Excerpt:
↓
April 4, 2020
As we prepare for the start of Holy Week, I have chosen to base the devotion on Matthew 26:57-58. “Then, those who had seized Jesus led Him to Caiaphas, the high priest, where the scribes and the elders had gathered. And Peter was following Him at a distance, as far as the courtyard of the high priest, and going inside; he sat with the guards to see the end.”
Peter is sitting with the guards. I wonder what was going on in Peter’s mind at that time. Whatever he was thinking, I doubt hopeful thoughts were included, especially hopeful thoughts concerning Jesus’ life. Despite everything Jesus has said so clearly about His death and resurrection, Jesus might just as well have never said a word about the future. Under the circumstances, you and I might have said that it was the reasonable thing to do, for, as far as he knows, there is no hope for a successful outcome in Jesus’ life or his life.
↑
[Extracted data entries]
↓
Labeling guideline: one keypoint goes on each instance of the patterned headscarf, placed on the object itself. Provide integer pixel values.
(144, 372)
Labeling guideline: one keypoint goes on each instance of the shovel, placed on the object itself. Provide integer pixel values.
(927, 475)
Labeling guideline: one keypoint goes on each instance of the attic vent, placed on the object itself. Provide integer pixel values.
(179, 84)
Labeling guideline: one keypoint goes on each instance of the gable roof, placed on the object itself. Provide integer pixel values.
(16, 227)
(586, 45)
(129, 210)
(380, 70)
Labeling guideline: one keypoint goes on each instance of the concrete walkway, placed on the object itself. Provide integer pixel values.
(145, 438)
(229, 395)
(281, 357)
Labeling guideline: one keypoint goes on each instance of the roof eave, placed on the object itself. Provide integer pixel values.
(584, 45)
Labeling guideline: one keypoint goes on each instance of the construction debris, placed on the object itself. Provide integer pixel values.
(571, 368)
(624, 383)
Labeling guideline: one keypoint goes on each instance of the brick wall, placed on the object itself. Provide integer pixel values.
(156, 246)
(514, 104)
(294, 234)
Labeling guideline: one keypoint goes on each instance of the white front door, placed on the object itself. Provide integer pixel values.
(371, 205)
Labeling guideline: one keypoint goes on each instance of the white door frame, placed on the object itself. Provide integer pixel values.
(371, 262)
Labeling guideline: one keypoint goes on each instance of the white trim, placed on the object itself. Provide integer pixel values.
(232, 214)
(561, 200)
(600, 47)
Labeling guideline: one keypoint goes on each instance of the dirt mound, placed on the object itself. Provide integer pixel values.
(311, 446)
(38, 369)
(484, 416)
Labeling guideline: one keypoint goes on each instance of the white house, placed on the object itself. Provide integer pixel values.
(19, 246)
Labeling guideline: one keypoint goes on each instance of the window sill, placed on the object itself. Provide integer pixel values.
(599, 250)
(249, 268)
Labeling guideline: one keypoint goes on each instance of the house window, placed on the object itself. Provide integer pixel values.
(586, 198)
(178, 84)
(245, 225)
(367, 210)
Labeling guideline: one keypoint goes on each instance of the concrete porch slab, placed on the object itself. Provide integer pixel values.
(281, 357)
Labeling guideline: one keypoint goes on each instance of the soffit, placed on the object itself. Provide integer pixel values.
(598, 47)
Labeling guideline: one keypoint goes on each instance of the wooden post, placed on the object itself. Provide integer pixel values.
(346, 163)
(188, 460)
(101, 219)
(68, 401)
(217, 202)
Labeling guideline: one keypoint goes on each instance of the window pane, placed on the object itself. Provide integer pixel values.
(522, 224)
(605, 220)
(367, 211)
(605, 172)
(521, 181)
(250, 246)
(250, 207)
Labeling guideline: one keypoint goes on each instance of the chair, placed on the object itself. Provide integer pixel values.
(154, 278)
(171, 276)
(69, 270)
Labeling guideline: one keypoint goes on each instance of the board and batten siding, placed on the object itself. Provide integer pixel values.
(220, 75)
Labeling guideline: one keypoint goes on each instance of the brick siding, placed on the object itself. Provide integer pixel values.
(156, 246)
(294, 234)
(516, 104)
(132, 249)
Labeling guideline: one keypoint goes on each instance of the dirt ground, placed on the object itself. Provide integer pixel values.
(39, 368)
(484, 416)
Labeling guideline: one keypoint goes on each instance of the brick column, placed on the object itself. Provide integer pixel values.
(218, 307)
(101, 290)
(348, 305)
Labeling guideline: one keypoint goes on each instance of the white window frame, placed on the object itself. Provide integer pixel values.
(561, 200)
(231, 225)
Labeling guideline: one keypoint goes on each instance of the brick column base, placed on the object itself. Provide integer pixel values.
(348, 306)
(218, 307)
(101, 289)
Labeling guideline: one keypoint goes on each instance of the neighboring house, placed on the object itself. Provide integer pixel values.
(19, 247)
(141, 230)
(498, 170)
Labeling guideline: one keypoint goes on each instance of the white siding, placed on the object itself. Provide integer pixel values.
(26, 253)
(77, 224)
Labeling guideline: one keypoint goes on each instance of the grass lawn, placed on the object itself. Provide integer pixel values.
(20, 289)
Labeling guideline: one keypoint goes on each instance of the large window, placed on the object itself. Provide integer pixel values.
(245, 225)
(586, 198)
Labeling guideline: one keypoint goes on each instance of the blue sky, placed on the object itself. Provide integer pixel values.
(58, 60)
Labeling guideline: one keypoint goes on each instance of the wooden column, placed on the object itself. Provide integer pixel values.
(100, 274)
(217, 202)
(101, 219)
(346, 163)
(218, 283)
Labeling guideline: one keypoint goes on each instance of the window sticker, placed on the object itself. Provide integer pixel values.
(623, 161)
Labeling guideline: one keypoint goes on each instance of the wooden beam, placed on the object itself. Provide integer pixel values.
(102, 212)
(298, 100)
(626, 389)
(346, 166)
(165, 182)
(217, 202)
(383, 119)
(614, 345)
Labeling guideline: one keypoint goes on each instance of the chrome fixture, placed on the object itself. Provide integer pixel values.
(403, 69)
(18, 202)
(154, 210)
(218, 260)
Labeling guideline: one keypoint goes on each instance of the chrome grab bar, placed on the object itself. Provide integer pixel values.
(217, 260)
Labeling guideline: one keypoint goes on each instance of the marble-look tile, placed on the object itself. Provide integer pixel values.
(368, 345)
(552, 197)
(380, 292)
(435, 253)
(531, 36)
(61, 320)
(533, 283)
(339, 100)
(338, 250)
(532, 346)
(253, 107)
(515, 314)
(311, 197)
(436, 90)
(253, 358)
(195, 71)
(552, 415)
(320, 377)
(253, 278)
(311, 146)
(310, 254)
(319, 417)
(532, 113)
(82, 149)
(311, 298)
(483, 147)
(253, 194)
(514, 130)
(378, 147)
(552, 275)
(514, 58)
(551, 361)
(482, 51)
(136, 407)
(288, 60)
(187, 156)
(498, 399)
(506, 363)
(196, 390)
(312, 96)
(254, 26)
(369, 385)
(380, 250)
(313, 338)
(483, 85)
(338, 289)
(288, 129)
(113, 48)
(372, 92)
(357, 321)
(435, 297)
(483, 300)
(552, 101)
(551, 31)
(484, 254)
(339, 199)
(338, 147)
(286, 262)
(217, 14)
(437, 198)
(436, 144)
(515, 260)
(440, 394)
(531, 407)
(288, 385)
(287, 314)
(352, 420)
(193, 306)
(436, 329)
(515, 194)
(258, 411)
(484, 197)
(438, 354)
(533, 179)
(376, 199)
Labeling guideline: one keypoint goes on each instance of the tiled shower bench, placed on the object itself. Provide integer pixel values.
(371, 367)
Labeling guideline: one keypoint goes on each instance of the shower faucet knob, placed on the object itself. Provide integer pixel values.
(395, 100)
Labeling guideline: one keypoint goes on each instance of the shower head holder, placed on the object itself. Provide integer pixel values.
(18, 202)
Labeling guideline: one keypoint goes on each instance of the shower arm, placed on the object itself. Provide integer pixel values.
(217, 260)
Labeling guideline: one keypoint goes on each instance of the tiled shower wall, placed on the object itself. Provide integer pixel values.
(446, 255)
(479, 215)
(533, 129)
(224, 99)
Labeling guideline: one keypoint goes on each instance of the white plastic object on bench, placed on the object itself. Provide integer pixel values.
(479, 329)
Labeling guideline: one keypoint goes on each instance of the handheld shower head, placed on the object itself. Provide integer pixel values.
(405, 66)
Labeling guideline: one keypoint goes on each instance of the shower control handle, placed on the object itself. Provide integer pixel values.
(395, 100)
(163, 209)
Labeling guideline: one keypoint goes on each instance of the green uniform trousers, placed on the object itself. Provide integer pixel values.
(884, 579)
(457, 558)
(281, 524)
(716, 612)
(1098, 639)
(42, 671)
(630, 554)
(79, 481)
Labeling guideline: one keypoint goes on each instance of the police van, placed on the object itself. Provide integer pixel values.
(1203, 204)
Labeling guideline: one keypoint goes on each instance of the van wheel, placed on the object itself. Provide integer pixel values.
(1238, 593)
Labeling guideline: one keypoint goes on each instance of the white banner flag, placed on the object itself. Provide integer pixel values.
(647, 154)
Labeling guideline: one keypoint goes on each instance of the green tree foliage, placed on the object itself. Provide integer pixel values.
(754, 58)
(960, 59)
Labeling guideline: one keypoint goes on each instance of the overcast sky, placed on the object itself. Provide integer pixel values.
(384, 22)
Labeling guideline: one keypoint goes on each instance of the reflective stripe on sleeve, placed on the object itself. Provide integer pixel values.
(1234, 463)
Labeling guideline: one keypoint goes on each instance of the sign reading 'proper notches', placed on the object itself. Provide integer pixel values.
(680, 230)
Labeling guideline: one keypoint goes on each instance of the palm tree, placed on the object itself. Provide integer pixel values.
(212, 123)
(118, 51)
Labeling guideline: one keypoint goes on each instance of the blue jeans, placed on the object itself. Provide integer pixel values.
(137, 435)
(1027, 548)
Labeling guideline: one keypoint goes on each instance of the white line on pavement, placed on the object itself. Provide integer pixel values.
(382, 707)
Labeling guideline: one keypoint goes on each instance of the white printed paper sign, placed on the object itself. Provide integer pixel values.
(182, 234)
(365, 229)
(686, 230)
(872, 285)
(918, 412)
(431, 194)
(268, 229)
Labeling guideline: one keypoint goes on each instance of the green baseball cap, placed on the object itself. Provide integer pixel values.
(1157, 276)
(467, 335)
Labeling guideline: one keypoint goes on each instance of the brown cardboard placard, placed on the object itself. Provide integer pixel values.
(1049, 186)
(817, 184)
↑
Tasks to complete:
1. Summarize the Holy Week devotion in two sentences.
2. Continue the Holy Week devotion on Peter in the courtyard, picking up after its final sentence.

Results for each task:
1. Written on April 4, 2020, ahead of Holy Week, the devotion is based on Matthew 26:57-58, where Jesus is led to the high priest Caiaphas and Peter follows at a distance and sits with the guards in the courtyard. The writer doubts that Peter had hopeful thoughts about Jesus' life at that moment, since Jesus' clear words about His death and resurrection seemed forgotten and, as far as Peter knew, there was no hope of a good outcome for Jesus or for himself.

2.
Perhaps, that is the lesson for us in this personal story of Peter. Because there are times in our own lives when losing hope in God’s promises seems like a reasonable thing to do. Hope looks foolish. So how do we keep up our hope when we are surrounded by trouble on every side? We remember God’s good promises. None of them have ever failed—not “I forgive you,” not “I will be with you and deliver you,” not “I will come again and take you to myself.” None of them have ever failed. Jesus is utterly trustworthy. You know it from your own life. Put your hope in him when things seem darkest. Wait to see what he will do.
Please pray with me the prayer for today: Heavenly Father, creator and sustainer of all things, seen and unseen, you know how quickly we start to doubt your promises when times are bad. Help us to remember that your promises will never fail. Help us use your strength and goodness to get through this virus that is not only sweeping across America but the world. Help us to trust in your promises so that we are comforted by your presence. In Jesus’ name, I pray. Amen.